(Excerpted passage):
I recently caught up with Lee Thompson to discuss a variety of Dev to Ops topics including deployment, testing, and the conflict between dev and ops.
You've had large scale ops and dev roles... what lessons have you've learned the required the perspective of both?
I was heavy into ops during the equity bubble of 1998 to 2000 and during that time we scaled E*TRADE from 40,000 trades a day to 350,000 trades a day. After going through that experience, all my software designs changed. Operability and deployability became large concerns for any kind of infrastructure I was designing. Your development and your architecture staff have to hand the application off to your production administrators so the architects can get some sleep. You don't want your developers involved in running the site. You want them building the next business function for the company. The only way that is going to happen is to have the non-functional requirements --deployability, scalability, operability-- already built into your design. So that experience taught me the importance of non-functional requirements in the design process.
You use the phrase "wall of confusion" a lot... can you explain the nature of the dev and ops conflict?
When dealing with a large distributed compute infrastructure you are going to have applications that are difficult to run. The operations and systems engineering staff who is trying to keep the business functions running is going to say "oh these developers don't get it". And then back over on the developer side they are going to say "oh these ops guys don't get it". It's just a totally different mindset. The developers are all about changing things very quickly and the ops team is all about stability and reliability. One company, but two very different mindsets. Both want the company to succeed, but they just see different sides of the same coin. Change and stability are both essential to a company's success.
How can we break down the wall of confusion and resolve the dev and ops conflicts?
The first step is being clear about non-functional requirements and avoid what I call "peek-a-boo" requirements.
Here's a common "peek-a-boo" scenario:
Development (glowing with pride in the business functions they've produced): "Here's the application"
Operations: "Hey, this doesn't work"
Development: "What do you mean? It works just fine"
Operations: "Well it doesn't run with our deployment stack"
Development: "What deployment stack?"
Operations: "The stuff we use to push all of the production infrastructure"
The non-functional requirements become late cycle "peek-a-boo" requirements when they aren't addressed early in development. Late cycle requirements violates continuous integration and agile development principles. The production tooling and requirements have to be accounted for in the development environment but most enterprises don't do that. Since the deployment requirements aren't covered in dev, what ends up happening is that the operations staff receiving the application has to do innovation through necessity and they end up writing a number of tools that over time become bigger and bigger and more of a problem which Alex described last year in the Stone Axe post. Deployability is a business requirement and it needs to be accounted for in the development environment just like any other business requirement.
Deployment seems to be topics of discussion that are increasing in popularity... why is that?
Deployability and the other non-functional requirements have always been there, they were just often overlooked. You just made do. But a few things have happened.

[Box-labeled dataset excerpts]
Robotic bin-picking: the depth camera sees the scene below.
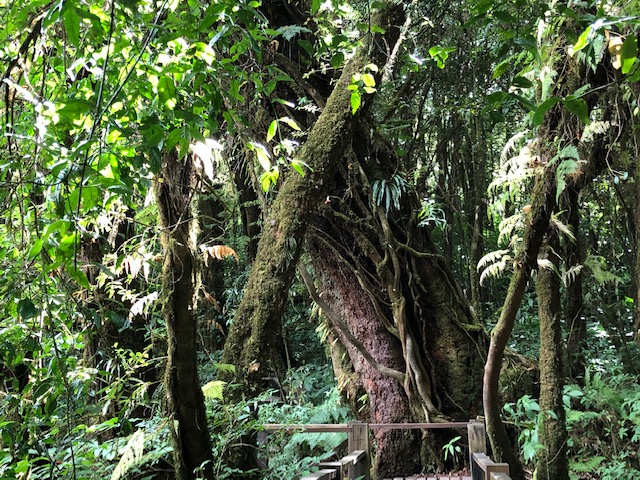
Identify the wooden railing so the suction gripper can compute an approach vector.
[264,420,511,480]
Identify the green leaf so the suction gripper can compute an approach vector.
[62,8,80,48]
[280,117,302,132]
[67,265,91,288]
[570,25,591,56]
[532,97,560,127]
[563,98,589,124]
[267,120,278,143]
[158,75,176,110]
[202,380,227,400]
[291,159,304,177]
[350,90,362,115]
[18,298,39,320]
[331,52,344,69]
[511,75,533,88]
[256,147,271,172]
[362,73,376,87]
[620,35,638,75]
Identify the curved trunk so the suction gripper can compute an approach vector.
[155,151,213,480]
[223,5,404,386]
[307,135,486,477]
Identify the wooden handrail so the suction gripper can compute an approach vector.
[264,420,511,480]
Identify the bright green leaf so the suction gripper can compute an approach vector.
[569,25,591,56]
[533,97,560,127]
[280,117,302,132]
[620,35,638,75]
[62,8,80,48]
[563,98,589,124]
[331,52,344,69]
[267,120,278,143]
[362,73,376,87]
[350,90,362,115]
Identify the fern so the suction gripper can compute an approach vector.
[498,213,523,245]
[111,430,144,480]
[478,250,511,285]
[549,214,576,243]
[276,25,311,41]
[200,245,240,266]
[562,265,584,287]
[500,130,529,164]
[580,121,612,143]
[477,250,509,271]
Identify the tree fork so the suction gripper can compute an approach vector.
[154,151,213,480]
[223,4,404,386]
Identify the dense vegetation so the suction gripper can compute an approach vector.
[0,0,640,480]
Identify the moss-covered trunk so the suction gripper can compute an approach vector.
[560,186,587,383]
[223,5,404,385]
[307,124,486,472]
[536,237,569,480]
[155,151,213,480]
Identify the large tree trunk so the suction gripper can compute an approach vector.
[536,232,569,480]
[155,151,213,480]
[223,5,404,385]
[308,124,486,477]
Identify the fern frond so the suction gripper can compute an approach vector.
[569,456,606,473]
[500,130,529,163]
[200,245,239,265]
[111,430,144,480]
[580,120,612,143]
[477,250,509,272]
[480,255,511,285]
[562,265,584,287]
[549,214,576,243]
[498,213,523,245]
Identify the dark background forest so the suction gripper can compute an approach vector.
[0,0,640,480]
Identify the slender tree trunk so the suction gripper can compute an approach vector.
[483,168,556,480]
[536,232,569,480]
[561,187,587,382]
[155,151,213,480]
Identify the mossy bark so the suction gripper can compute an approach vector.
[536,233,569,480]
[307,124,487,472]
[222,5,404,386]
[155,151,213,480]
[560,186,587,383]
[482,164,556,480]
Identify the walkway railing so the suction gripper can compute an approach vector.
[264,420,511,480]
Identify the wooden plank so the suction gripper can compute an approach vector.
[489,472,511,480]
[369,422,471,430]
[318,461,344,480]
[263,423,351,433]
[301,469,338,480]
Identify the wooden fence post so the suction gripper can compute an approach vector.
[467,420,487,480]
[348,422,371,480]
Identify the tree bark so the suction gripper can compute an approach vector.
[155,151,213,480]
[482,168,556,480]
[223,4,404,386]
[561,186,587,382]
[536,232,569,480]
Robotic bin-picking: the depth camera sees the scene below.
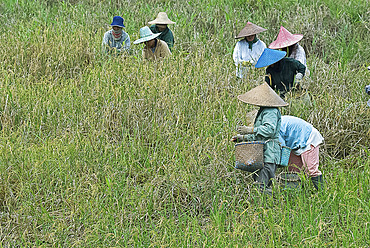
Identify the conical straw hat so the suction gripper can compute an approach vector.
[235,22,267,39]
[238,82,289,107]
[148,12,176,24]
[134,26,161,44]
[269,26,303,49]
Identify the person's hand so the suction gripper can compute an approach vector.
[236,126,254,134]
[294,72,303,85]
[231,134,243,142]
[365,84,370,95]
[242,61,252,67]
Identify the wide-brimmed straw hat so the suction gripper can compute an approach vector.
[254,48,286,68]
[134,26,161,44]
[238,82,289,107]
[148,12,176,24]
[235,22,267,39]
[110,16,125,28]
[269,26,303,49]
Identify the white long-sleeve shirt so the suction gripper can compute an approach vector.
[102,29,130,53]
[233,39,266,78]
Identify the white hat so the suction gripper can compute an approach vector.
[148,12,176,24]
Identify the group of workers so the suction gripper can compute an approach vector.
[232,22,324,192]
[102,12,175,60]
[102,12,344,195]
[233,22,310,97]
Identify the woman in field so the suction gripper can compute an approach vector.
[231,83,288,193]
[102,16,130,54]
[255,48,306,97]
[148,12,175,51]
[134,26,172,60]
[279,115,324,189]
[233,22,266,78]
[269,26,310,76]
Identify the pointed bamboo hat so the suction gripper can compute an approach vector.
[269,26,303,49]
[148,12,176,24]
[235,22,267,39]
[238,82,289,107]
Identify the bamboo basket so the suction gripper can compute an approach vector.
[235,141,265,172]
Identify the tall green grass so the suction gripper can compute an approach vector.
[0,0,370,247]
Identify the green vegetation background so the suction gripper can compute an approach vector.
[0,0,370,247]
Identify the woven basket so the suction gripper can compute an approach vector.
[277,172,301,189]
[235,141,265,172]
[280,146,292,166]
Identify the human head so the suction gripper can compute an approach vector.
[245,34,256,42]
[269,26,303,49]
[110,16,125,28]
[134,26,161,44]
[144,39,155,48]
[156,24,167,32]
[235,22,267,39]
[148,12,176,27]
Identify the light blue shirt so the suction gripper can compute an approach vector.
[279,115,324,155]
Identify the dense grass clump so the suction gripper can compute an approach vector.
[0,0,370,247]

(What this exercise asks):
1 - Substitute "companies" for "enterprises" in the dev and ops interview, and write out the passage from "The non-functional requirements become" up to and including "other business requirement.".
2 - Proceed with the dev and ops interview from the point where it stops.
The rows have nothing to do with the dev and ops interview.

(Expected responses):
1 -
The non-functional requirements become late cycle "peek-a-boo" requirements when they aren't addressed early in development. Late cycle requirements violates continuous integration and agile development principles. The production tooling and requirements have to be accounted for in the development environment but most companies don't do that. Since the deployment requirements aren't covered in dev, what ends up happening is that the operations staff receiving the application has to do innovation through necessity and they end up writing a number of tools that over time become bigger and bigger and more of a problem which Alex described last year in the Stone Axe post. Deployability is a business requirement and it needs to be accounted for in the development environment just like any other business requirement.

2 -
1. Complexity and commodity computing, both in the hardware and software, has meant that your deployment is getting to the point where automation is mandatory. When I started at E*TRADE there were 3 Solaris boxes. When I left the number of servers was orders and orders of magnitude larger (the actual number is proprietary). Since the operations staff can't afford to log into every box, they end up writing tools because the developers didn't give them any.
2. Composite applications, where applications are composed of other applications, mean that every application has to be deployed and scaled independently. Versioning further complicates matters. Before the Internet, in the PC and mainframe industries, you were used to delivering and maintaining multiple versions of software simultaneously. In the early days of the Internet, a lot of that went away and you only had two versions -- the one deployed and the one about to be deployed. Now with the componentization of services and the mixing and matching of components you'll find that typically you have several versions of a piece of infrastructure facing different business functions. So you might be running three or four independently deployed and managed versions of the same application component within your firewall.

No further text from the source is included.